◆ **Dataset records**:

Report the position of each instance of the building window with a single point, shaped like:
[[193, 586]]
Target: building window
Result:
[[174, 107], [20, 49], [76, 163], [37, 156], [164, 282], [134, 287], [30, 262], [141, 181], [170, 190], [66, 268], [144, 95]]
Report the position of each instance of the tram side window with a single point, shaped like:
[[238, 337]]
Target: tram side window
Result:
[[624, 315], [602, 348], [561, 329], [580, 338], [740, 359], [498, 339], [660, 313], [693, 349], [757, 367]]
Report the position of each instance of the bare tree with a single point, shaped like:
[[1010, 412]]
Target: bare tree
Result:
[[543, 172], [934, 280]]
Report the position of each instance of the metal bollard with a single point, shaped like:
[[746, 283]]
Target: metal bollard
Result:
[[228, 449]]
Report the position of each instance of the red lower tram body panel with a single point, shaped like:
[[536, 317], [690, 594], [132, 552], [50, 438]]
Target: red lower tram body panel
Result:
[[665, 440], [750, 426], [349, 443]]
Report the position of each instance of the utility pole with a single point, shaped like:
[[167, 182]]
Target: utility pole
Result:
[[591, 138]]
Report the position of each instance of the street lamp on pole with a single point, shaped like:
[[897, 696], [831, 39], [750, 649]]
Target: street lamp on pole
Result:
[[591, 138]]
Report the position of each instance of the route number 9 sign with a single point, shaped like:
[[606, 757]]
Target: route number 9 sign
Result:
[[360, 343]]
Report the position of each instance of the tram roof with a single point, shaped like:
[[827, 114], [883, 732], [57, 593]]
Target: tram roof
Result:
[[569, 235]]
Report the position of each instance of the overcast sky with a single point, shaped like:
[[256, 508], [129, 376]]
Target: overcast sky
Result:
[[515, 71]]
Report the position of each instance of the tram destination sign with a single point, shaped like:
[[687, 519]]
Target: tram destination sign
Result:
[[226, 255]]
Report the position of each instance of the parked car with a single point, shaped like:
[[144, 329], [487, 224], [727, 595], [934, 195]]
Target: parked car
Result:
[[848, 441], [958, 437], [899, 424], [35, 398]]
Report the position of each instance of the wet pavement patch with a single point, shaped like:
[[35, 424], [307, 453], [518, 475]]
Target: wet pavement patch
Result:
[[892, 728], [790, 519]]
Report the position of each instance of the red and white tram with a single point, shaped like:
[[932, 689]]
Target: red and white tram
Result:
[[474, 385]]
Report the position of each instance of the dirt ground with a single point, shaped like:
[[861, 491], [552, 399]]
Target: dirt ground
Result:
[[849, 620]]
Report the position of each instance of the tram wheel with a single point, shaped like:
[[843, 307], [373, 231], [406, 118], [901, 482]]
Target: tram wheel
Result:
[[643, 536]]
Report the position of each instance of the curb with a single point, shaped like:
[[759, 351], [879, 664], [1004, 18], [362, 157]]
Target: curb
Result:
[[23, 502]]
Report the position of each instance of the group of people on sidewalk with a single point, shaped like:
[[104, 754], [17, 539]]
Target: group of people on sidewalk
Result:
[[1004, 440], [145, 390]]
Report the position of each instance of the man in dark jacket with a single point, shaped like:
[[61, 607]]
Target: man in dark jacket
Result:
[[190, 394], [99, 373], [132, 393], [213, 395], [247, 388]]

◆ **What the exercise asks**:
Transcribe all the entries exactly, as they stand.

◆ **Your response**:
Report the position of each instance of the building window with a single point, shaped like:
[[193, 586]]
Target: building window
Result:
[[174, 107], [20, 49], [76, 163], [37, 156], [164, 282], [134, 287], [30, 262], [141, 181], [170, 190], [66, 268], [144, 95]]
Report the position of each instance of the tram side window with a single point, shaped like:
[[238, 337]]
Target: tram side window
Result:
[[624, 315], [602, 348], [561, 329], [580, 338], [740, 359], [498, 339], [660, 313], [693, 349], [757, 367]]
Report the position of each instance of the bare tree with a single point, shaped like:
[[1010, 412]]
Target: bare tree
Result:
[[543, 172], [934, 280]]
Report the position of each instance of the metal bollard with a single point, shaped like:
[[746, 283]]
Target: metal bollard
Result:
[[228, 449]]
Report the position of each instance of the red lower tram body panel with a single point, shaped like:
[[536, 317], [690, 594], [132, 552], [50, 438]]
Target: red lower tram body panel
Result:
[[665, 440], [750, 426], [349, 443]]
Report the position of each instance of the utility pole with a single point, shaped like:
[[167, 182]]
Target: utility pole
Result:
[[591, 138]]
Report the position of each instance of the street lamp on pole with a single point, shaped like:
[[897, 696], [831, 39], [750, 649]]
Target: street lamp on pole
Result:
[[591, 138]]
Report the position of each instance of the route number 9 sign with a single point, shaped like:
[[606, 757]]
Target: route number 9 sign
Result:
[[360, 343]]
Report the position of each instance of the tram roof with a single point, shaped like:
[[827, 114], [883, 732], [57, 593]]
Target: tram roof
Result:
[[569, 235]]
Report the position of each instance of the overcast sky with a single point, shaped like:
[[256, 508], [129, 376]]
Target: overcast sky
Result:
[[515, 71]]
Report the position of each instance of the tram destination sign with a single point, shaped like:
[[687, 519]]
Target: tram destination sign
Result:
[[226, 255]]
Report the position of each instance of the parked car with a single point, shaped like:
[[144, 329], [487, 224], [727, 595], [934, 195]]
Target: parked car
Result:
[[848, 441], [958, 437], [899, 424], [35, 398]]
Report the position of each instance of the wet pavement patch with a single point, shaped like:
[[35, 424], [307, 453], [518, 475]]
Target: wet pavement patch
Result:
[[892, 728], [790, 519]]
Report the position of each instance of the red and white tram with a single point, shaped like:
[[932, 689]]
Target: red and white tram
Result:
[[474, 385]]
Report the position of each instance of the dirt ground with a single point, shaped like:
[[861, 491], [552, 399]]
Target: dirt ground
Result:
[[849, 620]]
Report the position of each instance of the tram wheel with a single point, shaped like:
[[843, 307], [373, 231], [406, 118], [901, 482]]
Target: tram wheel
Result:
[[643, 536]]
Report the position of each instance of the curb with a single point, shaped like:
[[759, 351], [879, 664], [1004, 18], [362, 157]]
Target: curb
Result:
[[23, 502]]
Report the position of each instance of the group of people on sidewalk with a single point, shaped like:
[[104, 754], [17, 539]]
Target: group of people on sidewalk
Result:
[[1004, 440], [145, 390]]
Report the position of each instance of the man in dark jacket with a single point, shaped like:
[[61, 607]]
Target: man in dark jacket
Result:
[[190, 394], [99, 373], [132, 393], [213, 395], [247, 388]]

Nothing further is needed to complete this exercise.